= WHAT YOU SHOULD DO =
Each line in the entries below that holds the word "sandstone" belongs in the answer.

Image-backed grounding data:
◆ ◆ ◆ ◆ ◆ ◆ ◆
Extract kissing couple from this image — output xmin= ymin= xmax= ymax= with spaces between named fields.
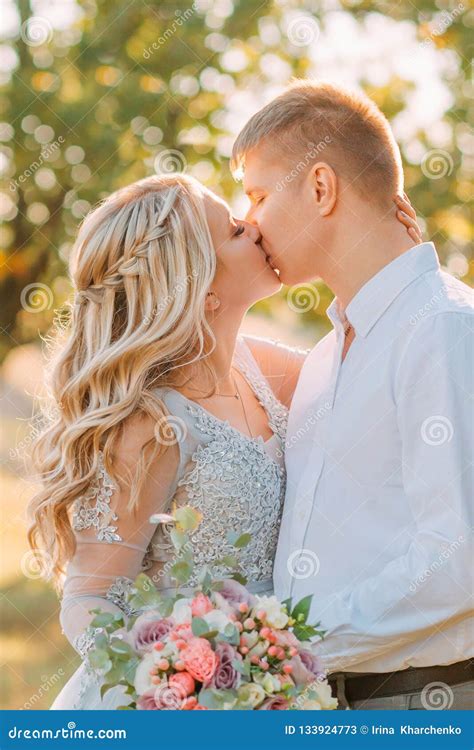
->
xmin=29 ymin=80 xmax=472 ymax=710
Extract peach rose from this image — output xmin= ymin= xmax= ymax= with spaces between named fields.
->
xmin=191 ymin=593 xmax=213 ymax=617
xmin=181 ymin=637 xmax=218 ymax=683
xmin=169 ymin=671 xmax=195 ymax=697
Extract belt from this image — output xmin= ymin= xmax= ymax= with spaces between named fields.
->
xmin=328 ymin=659 xmax=474 ymax=704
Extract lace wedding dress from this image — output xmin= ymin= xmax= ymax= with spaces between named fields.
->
xmin=50 ymin=336 xmax=289 ymax=709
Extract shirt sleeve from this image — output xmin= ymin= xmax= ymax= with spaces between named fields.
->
xmin=310 ymin=311 xmax=473 ymax=672
xmin=60 ymin=415 xmax=180 ymax=659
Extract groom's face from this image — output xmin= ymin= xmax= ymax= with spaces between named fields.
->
xmin=242 ymin=147 xmax=325 ymax=286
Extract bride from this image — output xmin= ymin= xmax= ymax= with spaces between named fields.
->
xmin=27 ymin=173 xmax=419 ymax=709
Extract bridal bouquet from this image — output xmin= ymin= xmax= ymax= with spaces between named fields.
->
xmin=84 ymin=506 xmax=337 ymax=710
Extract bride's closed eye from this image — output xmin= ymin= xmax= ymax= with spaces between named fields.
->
xmin=233 ymin=224 xmax=245 ymax=237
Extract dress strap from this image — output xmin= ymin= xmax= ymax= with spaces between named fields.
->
xmin=233 ymin=336 xmax=288 ymax=444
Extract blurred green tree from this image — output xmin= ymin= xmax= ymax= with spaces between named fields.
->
xmin=0 ymin=0 xmax=471 ymax=360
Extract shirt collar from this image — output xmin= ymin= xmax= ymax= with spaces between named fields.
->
xmin=326 ymin=242 xmax=440 ymax=337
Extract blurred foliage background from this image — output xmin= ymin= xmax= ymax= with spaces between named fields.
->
xmin=0 ymin=0 xmax=472 ymax=709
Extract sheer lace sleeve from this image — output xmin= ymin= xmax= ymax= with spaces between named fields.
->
xmin=60 ymin=413 xmax=180 ymax=659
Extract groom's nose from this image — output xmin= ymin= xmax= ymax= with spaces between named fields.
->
xmin=245 ymin=204 xmax=257 ymax=224
xmin=247 ymin=220 xmax=262 ymax=244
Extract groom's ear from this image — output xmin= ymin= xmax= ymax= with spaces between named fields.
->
xmin=310 ymin=162 xmax=337 ymax=216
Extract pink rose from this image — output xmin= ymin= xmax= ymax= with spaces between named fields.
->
xmin=131 ymin=615 xmax=174 ymax=654
xmin=273 ymin=630 xmax=300 ymax=648
xmin=181 ymin=637 xmax=218 ymax=683
xmin=203 ymin=642 xmax=241 ymax=690
xmin=214 ymin=579 xmax=256 ymax=611
xmin=258 ymin=696 xmax=289 ymax=710
xmin=154 ymin=681 xmax=188 ymax=710
xmin=136 ymin=688 xmax=159 ymax=710
xmin=299 ymin=649 xmax=325 ymax=678
xmin=169 ymin=672 xmax=195 ymax=697
xmin=288 ymin=652 xmax=324 ymax=685
xmin=191 ymin=593 xmax=213 ymax=617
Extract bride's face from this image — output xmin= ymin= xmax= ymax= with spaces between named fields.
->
xmin=204 ymin=191 xmax=282 ymax=310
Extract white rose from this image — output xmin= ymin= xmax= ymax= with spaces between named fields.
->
xmin=133 ymin=652 xmax=155 ymax=694
xmin=312 ymin=681 xmax=338 ymax=710
xmin=299 ymin=697 xmax=322 ymax=710
xmin=237 ymin=683 xmax=266 ymax=708
xmin=171 ymin=598 xmax=193 ymax=624
xmin=203 ymin=609 xmax=233 ymax=633
xmin=253 ymin=671 xmax=280 ymax=693
xmin=153 ymin=639 xmax=178 ymax=662
xmin=253 ymin=595 xmax=289 ymax=629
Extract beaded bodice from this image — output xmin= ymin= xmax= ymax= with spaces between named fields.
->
xmin=70 ymin=336 xmax=289 ymax=623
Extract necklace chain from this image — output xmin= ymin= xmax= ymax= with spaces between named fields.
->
xmin=192 ymin=368 xmax=254 ymax=439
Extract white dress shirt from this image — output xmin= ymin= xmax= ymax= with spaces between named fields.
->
xmin=274 ymin=242 xmax=473 ymax=674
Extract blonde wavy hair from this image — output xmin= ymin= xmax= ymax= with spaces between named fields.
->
xmin=27 ymin=173 xmax=218 ymax=591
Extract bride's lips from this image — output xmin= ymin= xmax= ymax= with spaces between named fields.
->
xmin=258 ymin=243 xmax=280 ymax=276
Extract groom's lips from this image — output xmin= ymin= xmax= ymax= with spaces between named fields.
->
xmin=259 ymin=244 xmax=280 ymax=275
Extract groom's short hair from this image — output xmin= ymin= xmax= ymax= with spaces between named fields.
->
xmin=231 ymin=80 xmax=403 ymax=209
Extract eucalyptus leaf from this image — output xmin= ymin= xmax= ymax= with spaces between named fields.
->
xmin=291 ymin=594 xmax=313 ymax=623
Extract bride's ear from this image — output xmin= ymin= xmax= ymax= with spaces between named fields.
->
xmin=205 ymin=291 xmax=221 ymax=311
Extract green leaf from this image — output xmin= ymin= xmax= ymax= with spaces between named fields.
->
xmin=89 ymin=612 xmax=115 ymax=629
xmin=198 ymin=688 xmax=238 ymax=709
xmin=281 ymin=597 xmax=292 ymax=613
xmin=233 ymin=532 xmax=252 ymax=548
xmin=197 ymin=566 xmax=212 ymax=593
xmin=291 ymin=594 xmax=313 ymax=623
xmin=292 ymin=623 xmax=322 ymax=642
xmin=217 ymin=623 xmax=240 ymax=646
xmin=232 ymin=658 xmax=251 ymax=677
xmin=227 ymin=531 xmax=251 ymax=548
xmin=216 ymin=555 xmax=239 ymax=569
xmin=230 ymin=572 xmax=248 ymax=586
xmin=174 ymin=506 xmax=202 ymax=532
xmin=171 ymin=560 xmax=192 ymax=584
xmin=170 ymin=527 xmax=188 ymax=551
xmin=191 ymin=617 xmax=209 ymax=636
xmin=109 ymin=639 xmax=134 ymax=657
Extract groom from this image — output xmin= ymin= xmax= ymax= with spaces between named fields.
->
xmin=231 ymin=80 xmax=473 ymax=709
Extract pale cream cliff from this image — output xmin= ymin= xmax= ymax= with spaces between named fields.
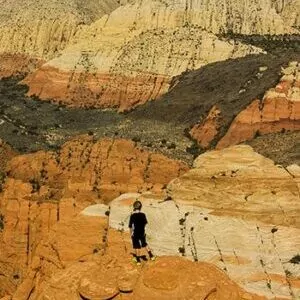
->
xmin=23 ymin=26 xmax=262 ymax=110
xmin=0 ymin=0 xmax=122 ymax=77
xmin=22 ymin=0 xmax=274 ymax=110
xmin=6 ymin=0 xmax=300 ymax=109
xmin=275 ymin=0 xmax=300 ymax=29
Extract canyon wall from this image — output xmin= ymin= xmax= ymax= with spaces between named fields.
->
xmin=22 ymin=0 xmax=300 ymax=111
xmin=23 ymin=27 xmax=262 ymax=111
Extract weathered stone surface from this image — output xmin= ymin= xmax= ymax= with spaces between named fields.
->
xmin=5 ymin=145 xmax=297 ymax=299
xmin=0 ymin=136 xmax=187 ymax=297
xmin=27 ymin=246 xmax=263 ymax=300
xmin=5 ymin=207 xmax=262 ymax=300
xmin=6 ymin=136 xmax=188 ymax=203
xmin=21 ymin=0 xmax=299 ymax=109
xmin=190 ymin=105 xmax=221 ymax=149
xmin=0 ymin=139 xmax=16 ymax=171
xmin=0 ymin=0 xmax=122 ymax=77
xmin=108 ymin=145 xmax=300 ymax=299
xmin=132 ymin=257 xmax=264 ymax=300
xmin=11 ymin=214 xmax=108 ymax=300
xmin=0 ymin=54 xmax=44 ymax=78
xmin=278 ymin=0 xmax=300 ymax=29
xmin=217 ymin=62 xmax=300 ymax=149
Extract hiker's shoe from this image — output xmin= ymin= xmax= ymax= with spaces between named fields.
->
xmin=149 ymin=255 xmax=156 ymax=261
xmin=132 ymin=257 xmax=141 ymax=265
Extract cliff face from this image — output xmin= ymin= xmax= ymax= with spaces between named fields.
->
xmin=277 ymin=0 xmax=300 ymax=29
xmin=217 ymin=61 xmax=300 ymax=149
xmin=0 ymin=0 xmax=121 ymax=77
xmin=189 ymin=61 xmax=300 ymax=150
xmin=189 ymin=106 xmax=222 ymax=149
xmin=23 ymin=27 xmax=262 ymax=111
xmin=3 ymin=0 xmax=299 ymax=108
xmin=0 ymin=136 xmax=188 ymax=297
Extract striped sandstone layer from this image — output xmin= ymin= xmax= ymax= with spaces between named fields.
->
xmin=190 ymin=61 xmax=300 ymax=149
xmin=23 ymin=27 xmax=262 ymax=111
xmin=0 ymin=0 xmax=122 ymax=78
xmin=217 ymin=61 xmax=300 ymax=149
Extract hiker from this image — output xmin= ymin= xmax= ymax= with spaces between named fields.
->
xmin=129 ymin=200 xmax=155 ymax=265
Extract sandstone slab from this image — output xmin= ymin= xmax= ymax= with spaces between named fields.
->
xmin=108 ymin=145 xmax=300 ymax=299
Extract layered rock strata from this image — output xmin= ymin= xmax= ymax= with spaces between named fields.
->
xmin=189 ymin=105 xmax=222 ymax=149
xmin=23 ymin=27 xmax=262 ymax=111
xmin=0 ymin=0 xmax=121 ymax=77
xmin=0 ymin=136 xmax=188 ymax=297
xmin=1 ymin=144 xmax=299 ymax=299
xmin=277 ymin=0 xmax=300 ymax=29
xmin=217 ymin=61 xmax=300 ymax=149
xmin=2 ymin=0 xmax=299 ymax=103
xmin=108 ymin=145 xmax=300 ymax=299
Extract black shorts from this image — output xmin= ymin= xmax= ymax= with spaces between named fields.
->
xmin=132 ymin=234 xmax=147 ymax=249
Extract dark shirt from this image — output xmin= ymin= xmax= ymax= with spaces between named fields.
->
xmin=129 ymin=211 xmax=148 ymax=236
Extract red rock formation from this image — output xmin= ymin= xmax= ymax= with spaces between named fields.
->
xmin=0 ymin=54 xmax=44 ymax=79
xmin=217 ymin=62 xmax=300 ymax=149
xmin=189 ymin=106 xmax=221 ymax=149
xmin=10 ymin=218 xmax=265 ymax=300
xmin=6 ymin=136 xmax=188 ymax=202
xmin=0 ymin=139 xmax=16 ymax=171
xmin=23 ymin=67 xmax=170 ymax=111
xmin=0 ymin=136 xmax=188 ymax=297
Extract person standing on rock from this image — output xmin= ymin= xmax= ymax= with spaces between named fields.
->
xmin=129 ymin=200 xmax=155 ymax=265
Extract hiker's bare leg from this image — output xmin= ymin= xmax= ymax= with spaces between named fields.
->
xmin=145 ymin=245 xmax=155 ymax=259
xmin=136 ymin=248 xmax=141 ymax=257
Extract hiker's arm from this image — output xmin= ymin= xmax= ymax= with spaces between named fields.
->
xmin=129 ymin=215 xmax=133 ymax=235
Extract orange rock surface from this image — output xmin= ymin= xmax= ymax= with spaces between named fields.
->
xmin=0 ymin=54 xmax=44 ymax=79
xmin=11 ymin=220 xmax=264 ymax=300
xmin=0 ymin=136 xmax=188 ymax=297
xmin=190 ymin=105 xmax=221 ymax=149
xmin=0 ymin=139 xmax=16 ymax=171
xmin=217 ymin=62 xmax=300 ymax=149
xmin=23 ymin=67 xmax=170 ymax=111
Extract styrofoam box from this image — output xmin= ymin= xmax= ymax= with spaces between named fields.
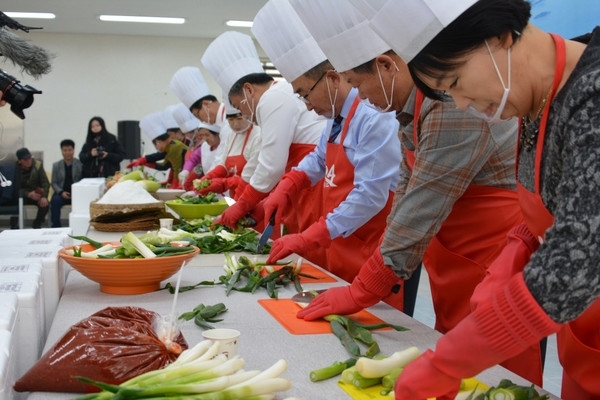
◆ ◆ ◆ ◆ ◆ ◆ ◆
= SOLUTION =
Extract striped sandstone layer from this image — output xmin= ymin= xmax= ymax= with spaces between named fields.
Extract sandstone slab from this image — output xmin= ymin= xmax= ymax= with spaces between named fields.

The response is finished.